--- Exercise description ---
Put everything in the entries from the line containing "What element corresponds to the street" down to the line containing "[0,0,200,46]", both included, into a Markdown table with the columns Row and Line, numbering each row and skipping blank lines. Leave the pictures out.

--- Entries ---
= = = = =
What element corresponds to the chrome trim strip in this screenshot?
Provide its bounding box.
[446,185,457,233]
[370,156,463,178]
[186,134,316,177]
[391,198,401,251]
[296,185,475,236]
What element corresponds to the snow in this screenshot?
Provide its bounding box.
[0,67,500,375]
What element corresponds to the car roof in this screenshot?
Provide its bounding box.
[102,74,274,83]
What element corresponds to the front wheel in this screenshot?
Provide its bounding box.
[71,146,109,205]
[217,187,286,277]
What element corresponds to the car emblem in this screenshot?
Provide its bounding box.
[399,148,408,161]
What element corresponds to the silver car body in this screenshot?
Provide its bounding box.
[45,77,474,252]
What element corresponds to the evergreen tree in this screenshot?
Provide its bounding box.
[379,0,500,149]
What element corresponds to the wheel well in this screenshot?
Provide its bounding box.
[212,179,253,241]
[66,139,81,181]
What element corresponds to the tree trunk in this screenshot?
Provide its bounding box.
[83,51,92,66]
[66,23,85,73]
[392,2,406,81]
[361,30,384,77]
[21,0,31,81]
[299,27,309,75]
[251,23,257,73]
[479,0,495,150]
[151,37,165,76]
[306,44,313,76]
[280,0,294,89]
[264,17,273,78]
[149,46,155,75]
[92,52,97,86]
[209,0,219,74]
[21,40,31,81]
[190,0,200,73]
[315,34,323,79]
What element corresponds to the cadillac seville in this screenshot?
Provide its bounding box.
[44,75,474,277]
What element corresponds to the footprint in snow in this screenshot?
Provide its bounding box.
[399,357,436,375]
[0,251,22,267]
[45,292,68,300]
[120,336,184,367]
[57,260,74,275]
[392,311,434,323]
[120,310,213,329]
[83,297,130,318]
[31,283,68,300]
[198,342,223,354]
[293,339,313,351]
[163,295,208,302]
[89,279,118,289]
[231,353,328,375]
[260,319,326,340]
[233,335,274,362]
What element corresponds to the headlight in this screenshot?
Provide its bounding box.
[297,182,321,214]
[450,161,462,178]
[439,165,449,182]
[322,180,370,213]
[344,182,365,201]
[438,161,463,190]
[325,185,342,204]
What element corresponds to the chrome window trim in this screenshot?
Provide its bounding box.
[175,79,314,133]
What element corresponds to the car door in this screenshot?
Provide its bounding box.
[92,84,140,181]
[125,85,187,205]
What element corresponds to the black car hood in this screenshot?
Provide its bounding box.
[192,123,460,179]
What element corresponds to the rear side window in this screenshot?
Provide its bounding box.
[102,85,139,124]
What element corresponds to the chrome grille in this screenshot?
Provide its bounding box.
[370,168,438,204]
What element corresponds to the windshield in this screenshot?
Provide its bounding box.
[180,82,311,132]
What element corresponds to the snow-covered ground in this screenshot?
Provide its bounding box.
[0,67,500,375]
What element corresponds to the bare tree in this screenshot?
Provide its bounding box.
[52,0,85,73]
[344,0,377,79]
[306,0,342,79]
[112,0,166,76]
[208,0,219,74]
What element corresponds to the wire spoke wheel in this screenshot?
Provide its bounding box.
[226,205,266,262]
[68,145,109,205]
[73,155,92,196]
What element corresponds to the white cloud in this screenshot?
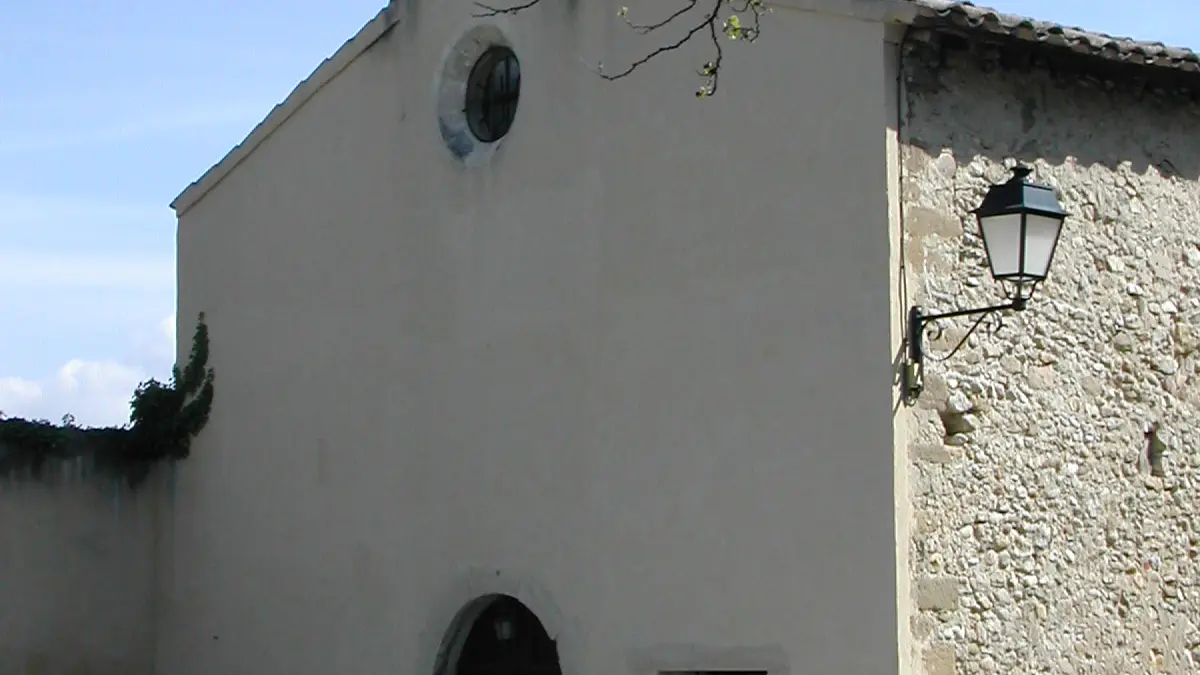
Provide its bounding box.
[0,315,175,426]
[0,251,175,291]
[0,192,175,228]
[0,102,270,155]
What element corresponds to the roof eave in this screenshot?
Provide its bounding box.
[170,4,400,217]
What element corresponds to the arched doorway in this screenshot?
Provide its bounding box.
[438,595,563,675]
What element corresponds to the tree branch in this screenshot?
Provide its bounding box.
[473,0,770,97]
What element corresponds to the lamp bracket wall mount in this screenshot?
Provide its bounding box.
[900,295,1028,405]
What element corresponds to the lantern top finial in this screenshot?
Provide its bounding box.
[1009,165,1033,183]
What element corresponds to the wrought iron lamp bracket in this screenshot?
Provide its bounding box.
[900,294,1028,405]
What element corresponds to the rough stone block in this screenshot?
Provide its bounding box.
[922,645,954,675]
[917,577,959,610]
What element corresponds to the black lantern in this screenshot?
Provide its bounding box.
[974,167,1067,300]
[904,166,1068,402]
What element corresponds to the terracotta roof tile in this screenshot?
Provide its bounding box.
[910,0,1200,73]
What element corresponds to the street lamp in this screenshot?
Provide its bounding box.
[902,166,1068,402]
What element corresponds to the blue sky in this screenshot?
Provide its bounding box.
[0,0,1200,424]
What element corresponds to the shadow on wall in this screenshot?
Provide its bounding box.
[902,46,1200,180]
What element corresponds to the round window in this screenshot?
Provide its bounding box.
[463,47,521,143]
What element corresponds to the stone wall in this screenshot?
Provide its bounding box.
[0,461,161,675]
[901,44,1200,675]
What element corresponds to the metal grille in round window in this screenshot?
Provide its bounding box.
[463,47,521,143]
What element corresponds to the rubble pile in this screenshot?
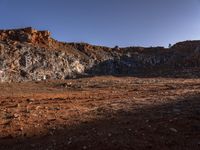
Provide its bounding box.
[0,27,200,82]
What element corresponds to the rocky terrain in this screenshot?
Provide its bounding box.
[0,27,200,82]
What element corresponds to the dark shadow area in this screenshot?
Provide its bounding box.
[0,95,200,150]
[85,57,200,79]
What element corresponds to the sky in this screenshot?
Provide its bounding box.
[0,0,200,47]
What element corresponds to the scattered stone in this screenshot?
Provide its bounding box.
[170,128,178,133]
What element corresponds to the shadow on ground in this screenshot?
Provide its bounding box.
[86,58,200,79]
[0,95,200,150]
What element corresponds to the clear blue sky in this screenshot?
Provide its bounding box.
[0,0,200,46]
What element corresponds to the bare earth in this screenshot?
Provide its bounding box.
[0,76,200,150]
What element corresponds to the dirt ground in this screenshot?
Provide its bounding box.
[0,76,200,150]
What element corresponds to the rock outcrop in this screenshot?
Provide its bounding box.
[0,28,200,82]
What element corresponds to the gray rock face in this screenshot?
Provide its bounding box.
[0,28,200,82]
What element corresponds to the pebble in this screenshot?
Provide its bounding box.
[170,128,178,133]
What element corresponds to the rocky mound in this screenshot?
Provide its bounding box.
[0,28,200,82]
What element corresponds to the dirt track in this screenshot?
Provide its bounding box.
[0,77,200,150]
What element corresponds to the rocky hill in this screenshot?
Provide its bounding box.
[0,27,200,82]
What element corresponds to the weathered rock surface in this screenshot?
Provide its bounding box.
[0,28,200,82]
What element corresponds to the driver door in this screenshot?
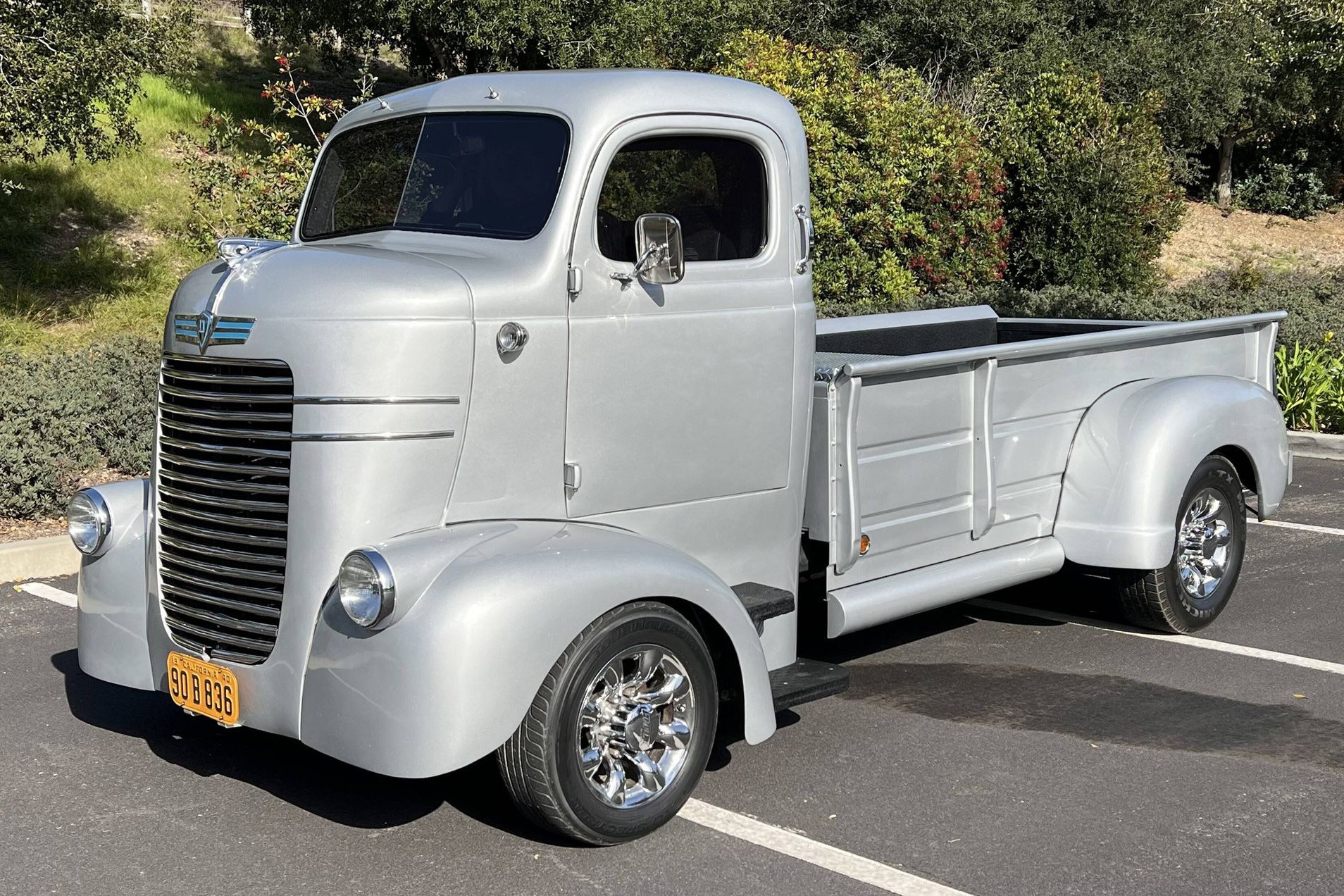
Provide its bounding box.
[564,116,796,517]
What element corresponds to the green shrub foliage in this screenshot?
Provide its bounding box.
[1274,333,1344,433]
[0,0,191,189]
[1234,149,1335,220]
[716,32,1008,316]
[914,268,1344,345]
[990,66,1183,289]
[0,339,158,518]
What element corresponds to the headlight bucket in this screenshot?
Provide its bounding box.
[66,489,111,556]
[336,548,397,628]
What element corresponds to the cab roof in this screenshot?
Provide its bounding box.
[332,68,802,147]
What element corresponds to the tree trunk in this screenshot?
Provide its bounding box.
[1218,135,1236,209]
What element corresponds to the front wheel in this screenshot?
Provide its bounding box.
[1114,454,1246,634]
[496,600,719,845]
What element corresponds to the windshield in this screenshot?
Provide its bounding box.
[301,113,570,239]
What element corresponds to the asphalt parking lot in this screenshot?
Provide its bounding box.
[0,458,1344,896]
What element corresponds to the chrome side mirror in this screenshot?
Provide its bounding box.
[611,215,685,285]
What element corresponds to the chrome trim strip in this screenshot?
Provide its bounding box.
[290,430,453,442]
[294,395,462,404]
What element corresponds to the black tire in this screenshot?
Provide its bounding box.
[1114,454,1246,634]
[496,600,719,845]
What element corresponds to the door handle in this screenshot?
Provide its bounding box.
[793,203,817,274]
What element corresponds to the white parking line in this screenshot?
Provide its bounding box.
[1246,520,1344,535]
[966,598,1344,676]
[680,799,969,896]
[13,582,78,607]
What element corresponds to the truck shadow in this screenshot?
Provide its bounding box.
[51,650,574,846]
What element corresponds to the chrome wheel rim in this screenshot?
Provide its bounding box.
[1176,489,1233,600]
[577,643,695,809]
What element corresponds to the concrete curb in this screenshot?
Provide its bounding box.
[0,535,80,582]
[1288,433,1344,461]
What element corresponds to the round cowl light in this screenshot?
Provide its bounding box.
[336,548,397,628]
[66,490,111,555]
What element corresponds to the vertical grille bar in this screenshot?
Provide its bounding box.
[156,354,294,664]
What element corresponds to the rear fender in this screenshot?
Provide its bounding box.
= = = = =
--- Exercise solution ---
| Row | Line |
|---|---|
| 1 | What element corresponds to the street lamp in this screenshot? |
| 2 | Provide its bounding box. |
| 3 | [902,166,1068,402] |
| 4 | What element corresponds to the blue sky in this screenshot? |
| 5 | Provide its bounding box. |
| 6 | [0,0,1200,424] |
| 7 | What element corresponds to the shadow on wall in this screenshot? |
| 8 | Provide its bounding box. |
| 9 | [902,46,1200,180] |
| 10 | What element corresponds to the round window in this screenshot? |
| 11 | Provide its bounding box. |
| 12 | [463,47,521,143] |
| 13 | What element corresponds to the stone wall in this screenshot? |
| 14 | Provide its bounding box. |
| 15 | [0,461,161,675] |
| 16 | [901,44,1200,675] |
| 17 | What element corresponds to the metal grille in round window in this screenshot? |
| 18 | Provide its bounding box. |
| 19 | [463,47,521,143] |
| 20 | What element corresponds to the rubble pile in this screenshot? |
| 21 | Provide its bounding box. |
| 22 | [0,27,200,82] |
| 23 | What element corresponds to the rocky terrain in this screenshot? |
| 24 | Provide its bounding box. |
| 25 | [0,27,200,82] |
| 26 | What element corresponds to the dark shadow area in this screenshot? |
| 27 | Provide its bounding box. |
| 28 | [0,95,200,150] |
| 29 | [85,57,200,79] |
| 30 | What element corresponds to the sky in this screenshot? |
| 31 | Provide its bounding box. |
| 32 | [0,0,200,47] |
| 33 | What element corresponds to the scattered stone in this screenshot? |
| 34 | Provide its bounding box. |
| 35 | [170,128,178,133] |
| 36 | What element corresponds to the shadow on ground in this screenshot? |
| 37 | Provide its bounding box. |
| 38 | [86,58,200,79] |
| 39 | [0,95,200,150] |
| 40 | What element corresponds to the clear blue sky in this screenshot? |
| 41 | Provide its bounding box. |
| 42 | [0,0,200,46] |